Nello specifico, in Calabria pare manchino quasi del tutto figure intellettuali di riferimento. Peggio: che vi siano fin troppi sedicenti intellettuali e finti tali. Non ne nascono più? Nascono e non attecchiscono? Scappano? E la situazione editoriale calabrese?

«Non mancano, anzi… Ma sono altrove, sono fuori e lontani dalla Calabria e dai problemi che la investono. Quindi scappano e, man mano, le radici seccano. La situazione editoriale calabrese non è male, ma le case editrici sono penalizzate perché non vengono distribuite per il solito motivo. Meno concorrenza c’è, meglio è. Il confronto fa male a molti, soprattutto ai poveri di spirito».

Ti hanno apprezzato Pasolini, Calvino, Montale, Eco, Amado, Bobbio, De Mauro, Bufalino, Zanzotto, Praz, Dacia Maraini, Gina Lagorio. In Italia hai fondato riviste, a Palazzo Chigi sei stato insignito del Premio Matteotti per la letteratura Italiana. Ciampi – all’epoca Presidente della Repubblica – ti ha insignito della Medaglia d’oro alla Cultura. Sei stato candidato al Nobel. All’estero sei stato tradotto in 35 lingue. Due domande in proposito, una sopportabile: in quale Paese straniero hai ricevuto l’accoglienza critica più elaborata, articolata? E l’altra un po’ meno: poesia e politica… qual è il tuo parere sulla polemica di qualche anno fa in merito alla questione “con l’arte non si mangia”?

«Soprattutto in Giappone, ma anche in Romania, dove sono stato tradotto più volte e sono membro effettivo della loro Accademia Eminescu. Ma forse anche in Albania, dove mi hanno dato il maggiore riconoscimento da loro elargito, il Premio Madre Teresa di Calcutta. E poi in Russia, in Ungheria, in Spagna… Devo dare ragione a Vittorio Introcaso, un giornalista televisivo che mi segue da sempre: gli stranieri mi amano di più. O almeno fanno di tutto per farmi sentire importante.
Con l’arte non si mangia? È vero e non è vero. C’è perfino chi s’abbuffa o chi, come me, mangia indirettamente con qualche incarico e qualche riconoscimento».

VOCI FORNITE:
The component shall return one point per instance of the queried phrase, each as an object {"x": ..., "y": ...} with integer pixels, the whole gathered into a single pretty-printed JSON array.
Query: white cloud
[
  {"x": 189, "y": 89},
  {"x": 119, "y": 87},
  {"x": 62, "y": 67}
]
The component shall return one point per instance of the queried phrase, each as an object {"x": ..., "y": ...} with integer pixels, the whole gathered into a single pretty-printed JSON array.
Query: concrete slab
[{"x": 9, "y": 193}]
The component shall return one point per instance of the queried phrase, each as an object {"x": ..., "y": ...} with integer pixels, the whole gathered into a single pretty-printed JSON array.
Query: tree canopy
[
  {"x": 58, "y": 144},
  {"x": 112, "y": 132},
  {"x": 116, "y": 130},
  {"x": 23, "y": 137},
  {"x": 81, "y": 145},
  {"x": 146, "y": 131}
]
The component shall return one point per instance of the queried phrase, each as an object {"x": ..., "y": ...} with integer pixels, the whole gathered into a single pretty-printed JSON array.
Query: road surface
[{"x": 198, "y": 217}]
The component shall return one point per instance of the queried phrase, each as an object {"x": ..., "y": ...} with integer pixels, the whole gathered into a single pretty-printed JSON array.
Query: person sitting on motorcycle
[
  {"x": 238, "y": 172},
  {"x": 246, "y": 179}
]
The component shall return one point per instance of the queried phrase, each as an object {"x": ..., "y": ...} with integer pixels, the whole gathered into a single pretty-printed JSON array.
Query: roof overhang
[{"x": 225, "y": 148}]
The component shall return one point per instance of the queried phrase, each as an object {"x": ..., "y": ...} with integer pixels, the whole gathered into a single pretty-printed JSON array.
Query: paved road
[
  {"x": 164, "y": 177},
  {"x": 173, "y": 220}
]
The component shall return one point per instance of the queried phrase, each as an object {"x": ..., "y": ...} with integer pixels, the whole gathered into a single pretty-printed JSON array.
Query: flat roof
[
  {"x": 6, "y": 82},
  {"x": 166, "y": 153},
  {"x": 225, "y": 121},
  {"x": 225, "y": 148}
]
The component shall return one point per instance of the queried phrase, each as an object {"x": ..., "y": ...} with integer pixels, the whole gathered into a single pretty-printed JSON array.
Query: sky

COMPITO A:
Riscrivi la parte dell'intervista sulla Calabria che si apre con le parole contenenti "Nello specifico, in" e si chiude con "situazione editoriale calabrese?", cambiando "Calabria" in "Sicilia".
COMPITO B:
Prosegui l'intervista sulla Calabria e la letteratura a partire da dove si ferma.
L'elenco non ha nulla a che vedere con l'intervista sulla Calabria e la letteratura.

RISPOSTA SCRITTA A:
Nello specifico, in Sicilia pare manchino quasi del tutto figure intellettuali di riferimento. Peggio: che vi siano fin troppi sedicenti intellettuali e finti tali. Non ne nascono più? Nascono e non attecchiscono? Scappano? E la situazione editoriale calabrese?

RISPOSTA SCRITTA B:
Hai presieduto numerosi concorsi letterari, te ne saranno capitate molte. Tempo fa, Erri De Luca pubblicava un minuscolo libro dal titolo “Tentativi di scoraggiamento (a darsi alla scrittura)”. Perché, secondo te, si può trovare più dilettantismo nella poesia che nella narrativa? Come si può far capire ai tanti, troppi sedicenti poeti che non basta spezzettare una frasetta e infiocchettarla con un paio di termini struggenti (secondo loro…) per farne un componimento poetico? O che prima di esprimersi bisognerebbe avere davvero qualcosa (possibilmente non troppo banale) da esprimere ?

«A me Erri De Luca non è mai piaciuto, sempre per il solito problema. Vanno bene gli esercizi di stile, ma la narrazione è altra cosa, e non ti dico la poesia. Il dilettantismo è dilagante sia in prosa che in poesia. Con una differenza sostanziale: in poesia il disastro viene subito messo da parte o, se si tratta di personaggi importanti, si fa finta, si apparecchia l’ipocrisia e s’infarina; in narrativa, però, può accadere che un romanzo sbagliato, banale, non riuscito in nulla possa trovare l’interesse di un regista e diventare film.
E il ballo della mediocrità continua e si allarga. Io vedo che siamo quasi sull’orlo del dirupo. La faccenda non finirà mai, tanto è vero che i cartellonisti, i pubblicitari ormai vengono chiamati pittori e i parolieri e i cantautori poeti. Il vocabolario si sta appiattendo, spero che non finiremo di servirci soltanto di mugolii per esprimere le inquietudini e le estasi della nostra anima. In principio fu il Verbo».